Exercise brief: Reproduce the records without their pictures, keeping every word as it is.

Provided material:
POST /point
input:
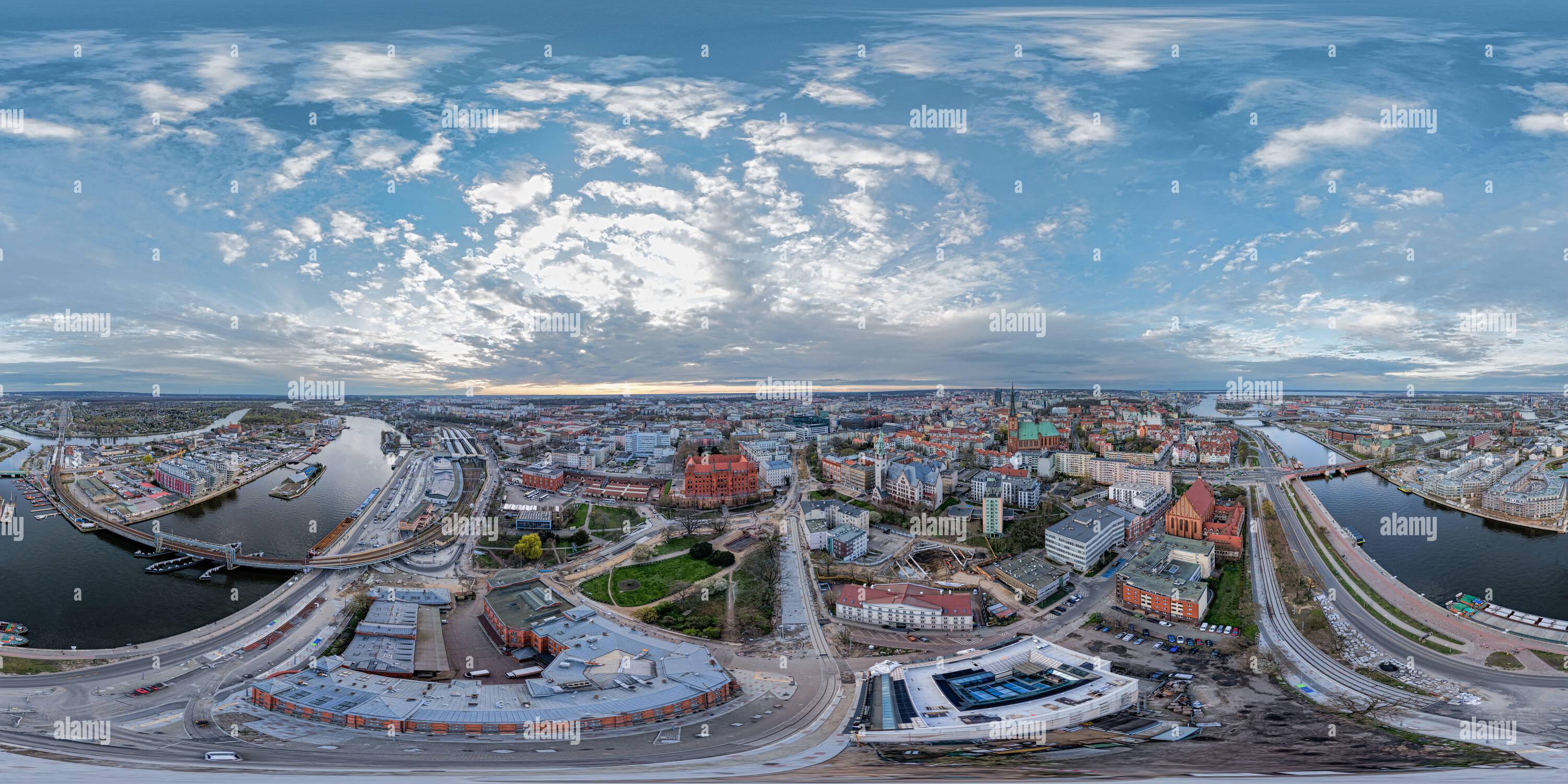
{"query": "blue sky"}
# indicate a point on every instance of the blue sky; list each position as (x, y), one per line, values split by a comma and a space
(1186, 192)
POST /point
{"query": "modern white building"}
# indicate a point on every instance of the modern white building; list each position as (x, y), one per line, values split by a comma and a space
(1017, 690)
(905, 606)
(847, 543)
(1081, 540)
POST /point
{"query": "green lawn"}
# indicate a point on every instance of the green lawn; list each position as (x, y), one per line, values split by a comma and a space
(27, 667)
(614, 518)
(1558, 661)
(1504, 661)
(679, 543)
(1230, 589)
(654, 578)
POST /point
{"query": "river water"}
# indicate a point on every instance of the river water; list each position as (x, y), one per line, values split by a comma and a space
(1521, 567)
(87, 590)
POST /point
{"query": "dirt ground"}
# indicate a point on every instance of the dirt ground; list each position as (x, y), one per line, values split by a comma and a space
(1264, 730)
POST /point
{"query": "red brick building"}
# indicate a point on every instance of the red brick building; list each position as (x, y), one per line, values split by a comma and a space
(1200, 516)
(543, 477)
(720, 477)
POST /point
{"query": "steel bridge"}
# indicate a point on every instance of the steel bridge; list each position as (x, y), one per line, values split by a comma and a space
(229, 554)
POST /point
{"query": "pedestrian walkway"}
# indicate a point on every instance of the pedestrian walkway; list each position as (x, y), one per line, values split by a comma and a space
(1481, 642)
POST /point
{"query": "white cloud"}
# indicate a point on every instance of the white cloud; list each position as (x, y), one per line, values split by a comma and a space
(1293, 146)
(429, 157)
(639, 195)
(170, 104)
(1415, 198)
(231, 247)
(695, 106)
(502, 198)
(349, 228)
(1542, 123)
(308, 229)
(599, 145)
(261, 135)
(363, 79)
(46, 131)
(377, 149)
(1068, 126)
(836, 95)
(306, 157)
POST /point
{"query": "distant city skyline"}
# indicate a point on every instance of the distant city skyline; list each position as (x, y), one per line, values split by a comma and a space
(875, 195)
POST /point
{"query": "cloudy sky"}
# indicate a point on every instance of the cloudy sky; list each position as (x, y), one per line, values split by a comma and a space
(701, 195)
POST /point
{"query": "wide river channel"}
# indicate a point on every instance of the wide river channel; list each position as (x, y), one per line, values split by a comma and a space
(1521, 567)
(87, 590)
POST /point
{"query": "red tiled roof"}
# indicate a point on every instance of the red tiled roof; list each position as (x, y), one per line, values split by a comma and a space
(1202, 499)
(905, 593)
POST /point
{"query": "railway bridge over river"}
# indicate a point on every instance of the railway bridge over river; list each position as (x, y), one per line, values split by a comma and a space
(229, 554)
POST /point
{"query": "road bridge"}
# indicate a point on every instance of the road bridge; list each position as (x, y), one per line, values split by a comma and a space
(231, 557)
(1329, 469)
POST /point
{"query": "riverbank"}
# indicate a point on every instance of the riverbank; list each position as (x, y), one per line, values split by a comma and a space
(1410, 607)
(1542, 526)
(298, 488)
(1416, 490)
(96, 513)
(11, 447)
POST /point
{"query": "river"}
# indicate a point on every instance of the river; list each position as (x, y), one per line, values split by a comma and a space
(87, 590)
(1521, 567)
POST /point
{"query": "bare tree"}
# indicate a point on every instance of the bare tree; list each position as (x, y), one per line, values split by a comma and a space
(689, 524)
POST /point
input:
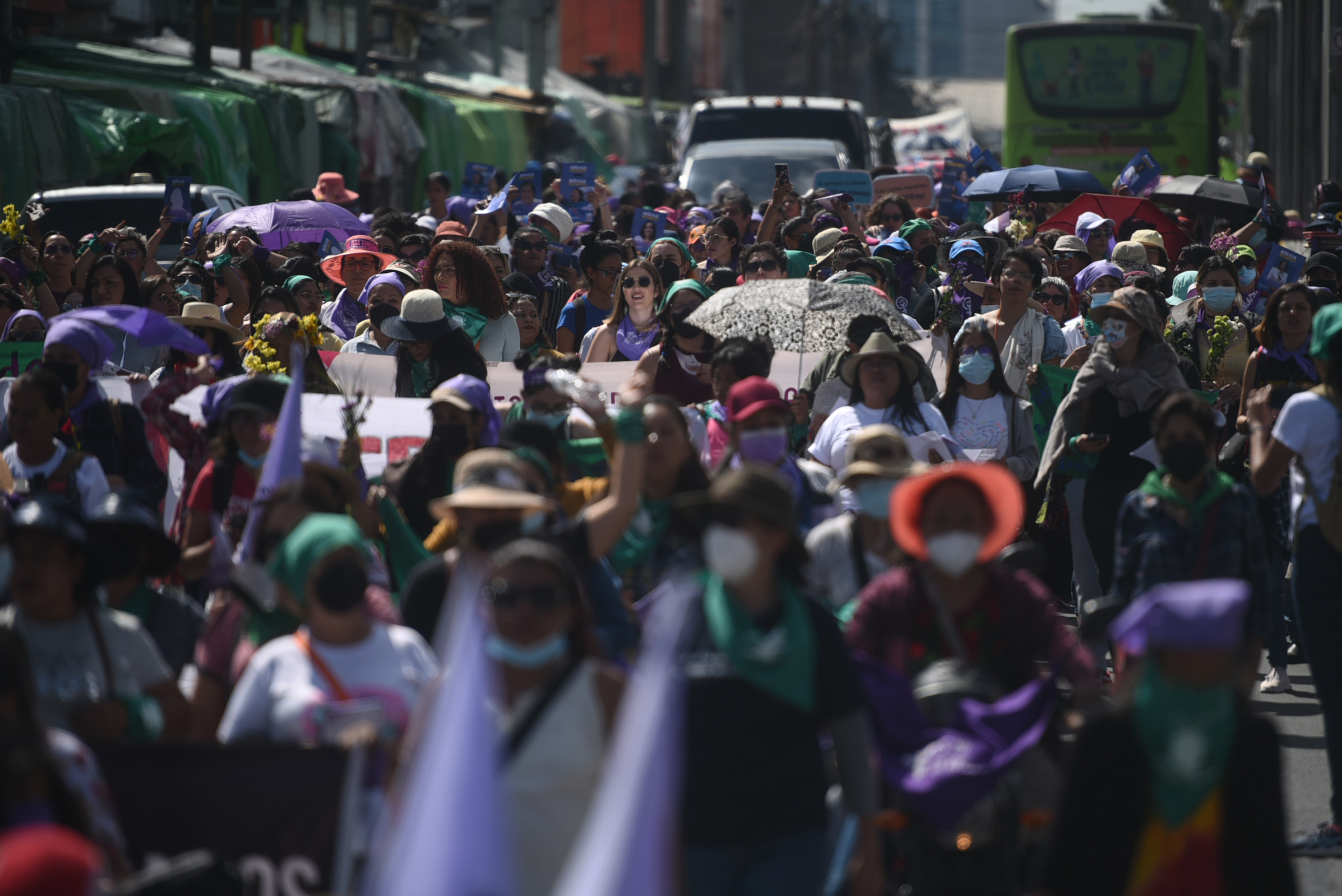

Answer space:
POST /point
input:
{"query": "blue sky"}
# indicate a point on every instance of the blue sky; list each position as (x, y), one per line, values split by a comma and a space
(1186, 192)
POST /point
{"query": "modern white building"}
# indicate a point on every instance of the modern white building; list each position as (x, y), one per line, values split by a comma and a space
(1017, 690)
(905, 606)
(847, 543)
(1081, 540)
POST /point
{"query": "green lawn"}
# indicate a point on every instance of the green lawn; list each position as (x, y), one per line, values split by a comma and a space
(27, 667)
(614, 518)
(1558, 661)
(1504, 661)
(679, 543)
(1230, 589)
(654, 578)
POST /point
{"query": "river water"}
# indicate a point on every instance of the river water; list each position as (x, y), one per line, values split by a comma and a space
(1521, 567)
(87, 590)
POST /point
{"query": "dirt ground"}
# indicate a point on every instance of the dirt ground; list each position as (x, y), one per line, values split by a comma and a space
(1264, 730)
POST /point
{"query": "red brick building"}
# indicate a point on every instance of the red brick building; list each position as (x, y), one per line, values split by a comma and a space
(1200, 516)
(543, 477)
(720, 477)
POST /point
{"query": "steel bridge"}
# indicate a point on every instance of the steel bridge; list each position as (x, y), one per line, values split by a comma and a space
(229, 554)
POST /point
{"query": "pedestrian walkway"}
# indicate a point on every instance of the pedestrian walkway; list each position as (x, y), one per line, values split by a comma and a space
(1481, 642)
POST /point
{"query": "white cloud"}
# indicate a point on every instance of the white cloud; list each position as (x, y), one per line, values split by a comma and a space
(1293, 146)
(429, 157)
(639, 195)
(170, 104)
(1415, 198)
(231, 247)
(695, 106)
(502, 198)
(349, 228)
(1542, 123)
(308, 229)
(599, 145)
(261, 135)
(363, 79)
(46, 131)
(377, 149)
(1068, 126)
(836, 95)
(306, 157)
POST /point
{"query": "distant city skyline"}
# indicate a point on every instance of the distant city skyline; list each position as (x, y), one per line, values split by a comma and a space
(875, 195)
POST /point
{"query": "cloudy sky"}
# indicate a point on every instance of the cloudy sky; list each position as (x, y), one per line, values split by a comma and a space
(701, 195)
POST /point
{"query": "wide river channel"}
# indicate a point on every instance of the wide river channel; list each position as (x, y), one per line, values split by a comma and a space
(1521, 567)
(87, 590)
POST /point
{"query": "red tiled roof"}
# indicate a point on every instance of the red tiled roof; list each position as (x, y), one per line, values split by a comma and a space
(1202, 499)
(905, 593)
POST /point
{"query": "railway bridge over river"}
# indicate a point on every instance of the railway bridge over river; list each position as (x, y), one per line, values split by a comma and a space
(229, 554)
POST /point
{"query": "road bridge"}
# indicate a point on every instance of the road bridge; list each position as (x, y), one per line, values split by a comma and a space
(231, 557)
(1329, 469)
POST /point
{"query": "riverbank"}
# indicate a point on every instance of the riverbank; list each position as (x, y), one per line, values split by a comma and a space
(1410, 607)
(1542, 526)
(298, 488)
(1416, 490)
(96, 513)
(11, 447)
POST /point
{"query": "river"}
# indicate a point on every instance of the river; list each position as (x, y), one per line, values split by a comma and a space
(87, 590)
(1521, 567)
POST /point
{"query": "bare tree"}
# indicate a point on every instance of the bare tree; list each position as (x, y), one per line, values split by a comma and a space
(689, 524)
POST /point
input:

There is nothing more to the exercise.